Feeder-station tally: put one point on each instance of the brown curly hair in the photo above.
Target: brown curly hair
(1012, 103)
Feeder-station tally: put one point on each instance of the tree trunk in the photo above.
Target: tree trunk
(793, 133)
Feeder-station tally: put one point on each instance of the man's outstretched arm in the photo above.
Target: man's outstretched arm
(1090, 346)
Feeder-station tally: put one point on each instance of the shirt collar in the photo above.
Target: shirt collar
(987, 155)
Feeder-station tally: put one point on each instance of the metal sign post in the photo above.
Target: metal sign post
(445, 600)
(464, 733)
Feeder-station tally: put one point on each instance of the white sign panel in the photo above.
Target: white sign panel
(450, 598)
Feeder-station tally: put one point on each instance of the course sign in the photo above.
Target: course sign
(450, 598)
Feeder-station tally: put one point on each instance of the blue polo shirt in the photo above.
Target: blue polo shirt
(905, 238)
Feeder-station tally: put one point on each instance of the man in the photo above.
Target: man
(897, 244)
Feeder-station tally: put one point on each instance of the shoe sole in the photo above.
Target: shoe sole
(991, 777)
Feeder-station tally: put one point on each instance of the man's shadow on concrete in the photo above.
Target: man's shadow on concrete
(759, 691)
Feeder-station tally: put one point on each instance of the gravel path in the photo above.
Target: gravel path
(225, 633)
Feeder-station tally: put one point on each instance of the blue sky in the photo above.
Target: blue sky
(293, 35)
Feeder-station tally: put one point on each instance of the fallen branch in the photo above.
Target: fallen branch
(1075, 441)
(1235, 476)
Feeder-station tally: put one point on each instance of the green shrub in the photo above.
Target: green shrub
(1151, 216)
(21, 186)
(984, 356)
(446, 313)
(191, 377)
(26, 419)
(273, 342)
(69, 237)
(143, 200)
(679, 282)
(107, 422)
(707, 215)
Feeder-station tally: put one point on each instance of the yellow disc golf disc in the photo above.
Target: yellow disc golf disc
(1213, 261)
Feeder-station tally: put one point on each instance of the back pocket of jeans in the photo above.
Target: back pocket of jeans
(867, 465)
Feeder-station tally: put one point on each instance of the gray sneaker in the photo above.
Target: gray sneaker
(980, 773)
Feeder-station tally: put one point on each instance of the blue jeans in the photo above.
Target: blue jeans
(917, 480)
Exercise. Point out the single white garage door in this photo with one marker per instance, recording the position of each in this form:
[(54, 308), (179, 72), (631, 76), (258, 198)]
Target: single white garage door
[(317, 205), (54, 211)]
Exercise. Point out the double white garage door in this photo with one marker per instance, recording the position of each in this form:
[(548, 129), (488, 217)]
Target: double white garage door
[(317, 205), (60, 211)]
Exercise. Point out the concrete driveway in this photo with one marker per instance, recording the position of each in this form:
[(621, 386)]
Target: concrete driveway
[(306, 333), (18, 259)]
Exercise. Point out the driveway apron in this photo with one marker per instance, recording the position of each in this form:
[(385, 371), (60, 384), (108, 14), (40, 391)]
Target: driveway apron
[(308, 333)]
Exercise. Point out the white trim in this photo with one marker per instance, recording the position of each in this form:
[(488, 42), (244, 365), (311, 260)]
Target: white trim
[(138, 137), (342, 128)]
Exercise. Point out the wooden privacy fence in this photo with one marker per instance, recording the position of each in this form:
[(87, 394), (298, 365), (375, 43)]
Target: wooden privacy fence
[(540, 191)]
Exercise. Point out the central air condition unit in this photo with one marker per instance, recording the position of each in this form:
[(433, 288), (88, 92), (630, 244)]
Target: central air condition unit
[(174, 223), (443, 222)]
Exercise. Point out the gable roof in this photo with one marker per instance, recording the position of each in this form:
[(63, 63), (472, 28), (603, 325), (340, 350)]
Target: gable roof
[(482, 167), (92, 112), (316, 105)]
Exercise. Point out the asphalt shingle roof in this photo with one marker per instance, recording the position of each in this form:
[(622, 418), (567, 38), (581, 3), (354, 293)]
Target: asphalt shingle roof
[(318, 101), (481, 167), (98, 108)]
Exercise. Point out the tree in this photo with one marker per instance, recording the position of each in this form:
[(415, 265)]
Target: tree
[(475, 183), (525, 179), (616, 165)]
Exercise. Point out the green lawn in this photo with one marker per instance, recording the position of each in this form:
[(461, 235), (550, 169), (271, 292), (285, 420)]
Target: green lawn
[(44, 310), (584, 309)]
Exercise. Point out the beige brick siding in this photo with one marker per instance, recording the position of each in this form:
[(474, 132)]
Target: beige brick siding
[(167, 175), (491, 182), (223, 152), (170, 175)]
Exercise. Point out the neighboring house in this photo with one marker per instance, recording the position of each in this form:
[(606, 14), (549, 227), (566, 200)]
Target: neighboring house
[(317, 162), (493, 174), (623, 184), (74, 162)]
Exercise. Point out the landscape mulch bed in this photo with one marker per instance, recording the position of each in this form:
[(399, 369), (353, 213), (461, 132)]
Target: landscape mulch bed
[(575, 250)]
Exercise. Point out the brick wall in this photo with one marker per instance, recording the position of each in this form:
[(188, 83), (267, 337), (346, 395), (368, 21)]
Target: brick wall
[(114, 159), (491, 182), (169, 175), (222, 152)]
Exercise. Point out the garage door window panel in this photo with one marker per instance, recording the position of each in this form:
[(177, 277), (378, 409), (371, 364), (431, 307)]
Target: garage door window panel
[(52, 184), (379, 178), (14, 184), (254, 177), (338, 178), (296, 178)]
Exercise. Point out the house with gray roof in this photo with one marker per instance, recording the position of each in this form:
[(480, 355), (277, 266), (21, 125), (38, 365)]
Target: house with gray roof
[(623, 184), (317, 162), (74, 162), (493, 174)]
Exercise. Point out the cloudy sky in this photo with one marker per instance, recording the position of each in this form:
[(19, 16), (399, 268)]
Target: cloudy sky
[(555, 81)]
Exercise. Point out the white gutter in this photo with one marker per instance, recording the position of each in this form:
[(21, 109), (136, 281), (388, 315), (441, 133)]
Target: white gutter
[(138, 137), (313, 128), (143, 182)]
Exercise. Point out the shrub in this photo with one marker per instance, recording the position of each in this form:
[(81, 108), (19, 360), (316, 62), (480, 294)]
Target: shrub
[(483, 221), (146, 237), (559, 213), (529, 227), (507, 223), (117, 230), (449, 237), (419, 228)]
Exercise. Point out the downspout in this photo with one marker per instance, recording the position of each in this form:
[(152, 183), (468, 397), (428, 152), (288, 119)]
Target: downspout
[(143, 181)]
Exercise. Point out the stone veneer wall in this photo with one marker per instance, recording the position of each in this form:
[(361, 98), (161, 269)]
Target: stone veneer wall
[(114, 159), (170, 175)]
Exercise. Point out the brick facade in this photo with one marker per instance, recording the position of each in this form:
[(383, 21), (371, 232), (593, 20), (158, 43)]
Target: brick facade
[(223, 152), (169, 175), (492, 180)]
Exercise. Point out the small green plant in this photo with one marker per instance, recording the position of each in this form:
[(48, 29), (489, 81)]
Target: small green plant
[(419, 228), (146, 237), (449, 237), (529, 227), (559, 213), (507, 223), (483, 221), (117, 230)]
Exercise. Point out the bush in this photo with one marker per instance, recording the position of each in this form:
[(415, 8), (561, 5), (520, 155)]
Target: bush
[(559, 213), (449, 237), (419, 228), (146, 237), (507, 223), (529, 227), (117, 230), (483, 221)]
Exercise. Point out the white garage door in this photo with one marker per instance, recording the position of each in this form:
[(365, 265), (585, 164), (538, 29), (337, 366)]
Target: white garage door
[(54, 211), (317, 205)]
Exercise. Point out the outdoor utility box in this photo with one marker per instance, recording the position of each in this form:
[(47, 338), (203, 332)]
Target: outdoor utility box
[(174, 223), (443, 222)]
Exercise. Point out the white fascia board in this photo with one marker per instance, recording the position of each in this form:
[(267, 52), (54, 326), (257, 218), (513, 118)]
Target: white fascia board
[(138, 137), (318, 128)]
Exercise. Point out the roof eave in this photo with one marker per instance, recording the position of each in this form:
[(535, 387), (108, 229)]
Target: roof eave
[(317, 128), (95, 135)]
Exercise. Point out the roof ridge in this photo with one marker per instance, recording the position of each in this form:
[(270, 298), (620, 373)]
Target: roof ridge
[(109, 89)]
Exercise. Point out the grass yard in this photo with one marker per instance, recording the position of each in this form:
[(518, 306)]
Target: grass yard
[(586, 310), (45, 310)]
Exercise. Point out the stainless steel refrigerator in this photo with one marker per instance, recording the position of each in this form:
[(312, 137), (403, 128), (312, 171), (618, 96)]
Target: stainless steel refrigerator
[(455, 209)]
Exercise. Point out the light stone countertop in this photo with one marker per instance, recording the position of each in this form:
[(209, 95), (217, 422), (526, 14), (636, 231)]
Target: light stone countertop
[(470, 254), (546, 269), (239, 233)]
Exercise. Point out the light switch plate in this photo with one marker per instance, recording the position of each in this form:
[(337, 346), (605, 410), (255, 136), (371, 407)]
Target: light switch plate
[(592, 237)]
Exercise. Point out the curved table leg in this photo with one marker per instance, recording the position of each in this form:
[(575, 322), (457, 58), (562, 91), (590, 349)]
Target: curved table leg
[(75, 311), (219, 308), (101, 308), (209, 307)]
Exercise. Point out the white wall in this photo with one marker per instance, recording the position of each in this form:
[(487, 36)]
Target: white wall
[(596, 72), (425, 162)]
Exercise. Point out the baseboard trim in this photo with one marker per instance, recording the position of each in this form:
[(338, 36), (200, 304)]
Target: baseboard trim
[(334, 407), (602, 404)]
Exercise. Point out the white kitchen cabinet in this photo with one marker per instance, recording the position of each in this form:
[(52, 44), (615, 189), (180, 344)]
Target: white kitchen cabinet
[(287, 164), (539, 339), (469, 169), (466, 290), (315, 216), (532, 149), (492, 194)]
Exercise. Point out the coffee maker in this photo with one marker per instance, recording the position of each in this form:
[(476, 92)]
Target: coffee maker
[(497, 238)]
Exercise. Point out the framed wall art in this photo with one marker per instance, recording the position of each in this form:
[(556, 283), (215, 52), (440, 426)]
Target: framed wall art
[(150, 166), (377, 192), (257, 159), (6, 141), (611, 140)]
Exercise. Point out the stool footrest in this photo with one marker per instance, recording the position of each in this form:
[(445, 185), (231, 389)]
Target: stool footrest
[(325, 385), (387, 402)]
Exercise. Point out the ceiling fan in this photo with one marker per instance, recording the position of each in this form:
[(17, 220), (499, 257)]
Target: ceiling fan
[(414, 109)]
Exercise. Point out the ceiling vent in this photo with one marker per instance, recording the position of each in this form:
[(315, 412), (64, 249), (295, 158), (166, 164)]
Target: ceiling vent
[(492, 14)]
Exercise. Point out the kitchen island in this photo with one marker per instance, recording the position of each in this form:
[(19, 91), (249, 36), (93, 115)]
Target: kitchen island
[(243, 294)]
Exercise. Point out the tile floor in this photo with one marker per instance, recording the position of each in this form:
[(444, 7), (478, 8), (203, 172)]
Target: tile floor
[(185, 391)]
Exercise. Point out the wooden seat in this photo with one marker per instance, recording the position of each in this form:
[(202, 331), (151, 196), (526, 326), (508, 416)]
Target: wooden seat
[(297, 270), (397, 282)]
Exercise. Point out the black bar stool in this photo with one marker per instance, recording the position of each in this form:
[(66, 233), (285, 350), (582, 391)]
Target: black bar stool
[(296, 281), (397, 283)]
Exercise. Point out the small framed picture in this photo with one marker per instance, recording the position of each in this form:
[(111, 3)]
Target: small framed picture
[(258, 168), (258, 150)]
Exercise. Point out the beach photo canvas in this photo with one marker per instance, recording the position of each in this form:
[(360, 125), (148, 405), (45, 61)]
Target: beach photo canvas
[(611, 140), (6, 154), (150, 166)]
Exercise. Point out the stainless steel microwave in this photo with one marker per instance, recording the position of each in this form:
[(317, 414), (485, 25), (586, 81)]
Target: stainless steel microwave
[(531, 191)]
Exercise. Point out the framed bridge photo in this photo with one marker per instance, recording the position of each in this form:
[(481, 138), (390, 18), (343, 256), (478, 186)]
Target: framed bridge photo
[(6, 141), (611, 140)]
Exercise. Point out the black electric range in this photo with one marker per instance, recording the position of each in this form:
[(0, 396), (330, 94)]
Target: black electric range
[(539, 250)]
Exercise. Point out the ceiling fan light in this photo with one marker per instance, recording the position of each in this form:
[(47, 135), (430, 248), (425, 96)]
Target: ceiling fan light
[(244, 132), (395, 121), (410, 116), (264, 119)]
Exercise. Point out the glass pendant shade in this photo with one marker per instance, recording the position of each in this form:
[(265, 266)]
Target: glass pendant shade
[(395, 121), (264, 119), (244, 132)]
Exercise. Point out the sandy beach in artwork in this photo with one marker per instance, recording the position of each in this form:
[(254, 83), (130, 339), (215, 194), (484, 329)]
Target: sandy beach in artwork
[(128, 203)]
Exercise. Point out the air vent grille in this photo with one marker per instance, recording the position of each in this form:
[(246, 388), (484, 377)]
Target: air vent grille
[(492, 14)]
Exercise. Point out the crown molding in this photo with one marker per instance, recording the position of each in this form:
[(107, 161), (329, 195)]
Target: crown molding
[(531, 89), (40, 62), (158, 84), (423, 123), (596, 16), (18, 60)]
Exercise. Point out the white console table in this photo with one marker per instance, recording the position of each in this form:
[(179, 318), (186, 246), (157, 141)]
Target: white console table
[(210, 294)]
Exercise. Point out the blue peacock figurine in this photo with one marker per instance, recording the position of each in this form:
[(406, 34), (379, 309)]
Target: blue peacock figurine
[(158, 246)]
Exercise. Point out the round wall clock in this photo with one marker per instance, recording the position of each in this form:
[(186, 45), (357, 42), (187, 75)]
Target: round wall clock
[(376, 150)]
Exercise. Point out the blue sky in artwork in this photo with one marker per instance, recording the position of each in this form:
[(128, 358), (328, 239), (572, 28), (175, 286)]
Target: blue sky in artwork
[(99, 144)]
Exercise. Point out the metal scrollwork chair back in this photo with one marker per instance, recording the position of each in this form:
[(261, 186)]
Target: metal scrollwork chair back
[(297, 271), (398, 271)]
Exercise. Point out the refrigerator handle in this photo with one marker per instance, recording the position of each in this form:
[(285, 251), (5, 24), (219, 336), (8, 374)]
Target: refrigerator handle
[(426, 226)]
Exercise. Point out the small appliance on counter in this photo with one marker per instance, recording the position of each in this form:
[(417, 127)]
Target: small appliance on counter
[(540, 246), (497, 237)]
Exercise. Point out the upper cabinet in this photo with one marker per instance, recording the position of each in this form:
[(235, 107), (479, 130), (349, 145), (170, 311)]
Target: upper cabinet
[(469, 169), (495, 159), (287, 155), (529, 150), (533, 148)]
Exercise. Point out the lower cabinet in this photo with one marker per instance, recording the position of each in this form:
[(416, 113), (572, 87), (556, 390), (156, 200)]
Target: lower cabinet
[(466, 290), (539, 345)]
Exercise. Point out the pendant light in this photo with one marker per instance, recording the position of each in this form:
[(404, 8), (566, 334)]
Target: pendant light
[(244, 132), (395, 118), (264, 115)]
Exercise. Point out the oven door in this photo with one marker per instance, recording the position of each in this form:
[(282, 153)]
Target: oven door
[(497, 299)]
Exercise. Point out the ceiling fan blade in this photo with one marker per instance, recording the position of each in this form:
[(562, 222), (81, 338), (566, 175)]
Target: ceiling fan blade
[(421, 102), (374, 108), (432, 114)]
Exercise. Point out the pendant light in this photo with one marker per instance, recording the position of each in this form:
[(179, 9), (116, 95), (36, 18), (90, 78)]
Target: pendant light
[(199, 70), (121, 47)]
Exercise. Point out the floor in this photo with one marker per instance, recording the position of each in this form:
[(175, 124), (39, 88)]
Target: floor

◇ ◇ ◇

## [WHAT TO WORK ON]
Print the stretch of the data above from the line containing "Exercise. Point out the light stone" through the line containing "[(325, 385), (387, 402)]", both included, reproducing each line without any change.

## [EXERCISE OUTPUT]
Exercise. Point out the light stone countertop in this photo with one marker per instance, recording the position of each in this form:
[(209, 95), (217, 422), (526, 14), (636, 231)]
Target: light stone countertop
[(470, 254), (546, 269), (239, 233)]
Exercise. Point out the light switch plate in this photo with one marker per instance, recording the position of each in this form:
[(337, 346), (605, 410), (255, 136), (371, 407)]
Target: light switch plate
[(592, 237)]
Exercise. Point out the curved table leg in this photo with one marker per instance, recording the position of each in this form:
[(575, 322), (457, 58), (562, 91), (590, 349)]
Target: curved table leg
[(75, 311), (219, 308), (101, 308), (209, 307)]
Exercise. Point out the white wall in this photo with one marker per instance, recording the position of each in this form:
[(487, 36)]
Target: white wall
[(596, 72), (425, 162)]
Exercise. Point out the baseboard trim in this photo with one marker per instance, recording the position of each in this form:
[(338, 36), (200, 304)]
Target: baseboard trim
[(334, 407), (602, 404)]
Exercise. Point out the white kitchen cabinet in this photo with one marker per instance, recording the position of each in this form:
[(52, 44), (615, 189), (180, 344)]
Target: white kitchen cabinet
[(287, 164), (539, 339), (469, 169), (466, 290), (315, 216), (532, 149), (492, 194)]
Exercise. Point out the coffee maker in this photo with one marker per instance, recording the position of each in this form:
[(476, 92)]
Target: coffee maker
[(497, 238)]
Exercise. Point out the framed wall art in this photo with one marker per instance, recording the position of each in this form:
[(556, 283), (215, 52), (440, 426)]
Target: framed wall art
[(150, 166), (377, 192), (257, 159), (6, 141), (611, 140)]
Exercise. Point out the stool footrest in this photo with one marker per instance, recording the position of each in this form:
[(445, 185), (231, 389)]
Target: stool footrest
[(325, 385), (387, 402)]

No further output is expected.